### Work to complete
From the records below, copy the lines that include "brown".

### Recorded data
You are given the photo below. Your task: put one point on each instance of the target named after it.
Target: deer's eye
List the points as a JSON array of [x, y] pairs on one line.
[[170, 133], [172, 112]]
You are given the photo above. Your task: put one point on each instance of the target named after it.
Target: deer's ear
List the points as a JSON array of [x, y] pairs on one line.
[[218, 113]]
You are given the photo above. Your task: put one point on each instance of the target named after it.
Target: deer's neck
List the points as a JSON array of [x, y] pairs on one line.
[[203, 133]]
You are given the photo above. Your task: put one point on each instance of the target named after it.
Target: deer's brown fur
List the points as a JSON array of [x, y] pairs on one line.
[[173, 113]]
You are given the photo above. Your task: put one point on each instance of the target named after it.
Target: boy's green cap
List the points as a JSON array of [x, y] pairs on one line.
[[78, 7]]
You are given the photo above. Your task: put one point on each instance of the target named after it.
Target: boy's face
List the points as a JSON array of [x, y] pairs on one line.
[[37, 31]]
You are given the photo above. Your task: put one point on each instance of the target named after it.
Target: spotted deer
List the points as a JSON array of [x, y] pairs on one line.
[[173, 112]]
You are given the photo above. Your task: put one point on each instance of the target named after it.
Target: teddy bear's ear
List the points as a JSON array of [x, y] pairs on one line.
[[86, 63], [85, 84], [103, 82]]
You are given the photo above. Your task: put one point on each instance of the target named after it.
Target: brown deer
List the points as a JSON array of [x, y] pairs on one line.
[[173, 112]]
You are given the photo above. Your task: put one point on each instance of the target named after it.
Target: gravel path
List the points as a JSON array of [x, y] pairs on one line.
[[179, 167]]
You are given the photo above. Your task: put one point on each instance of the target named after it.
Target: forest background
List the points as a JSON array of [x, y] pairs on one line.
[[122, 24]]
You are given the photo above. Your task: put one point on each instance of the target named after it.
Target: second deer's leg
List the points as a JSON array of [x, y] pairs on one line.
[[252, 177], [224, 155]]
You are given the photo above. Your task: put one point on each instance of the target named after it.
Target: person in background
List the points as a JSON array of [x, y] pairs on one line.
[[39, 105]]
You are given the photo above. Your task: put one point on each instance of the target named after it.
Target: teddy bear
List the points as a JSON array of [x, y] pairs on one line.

### Solution
Target: deer's brown fur
Target: brown deer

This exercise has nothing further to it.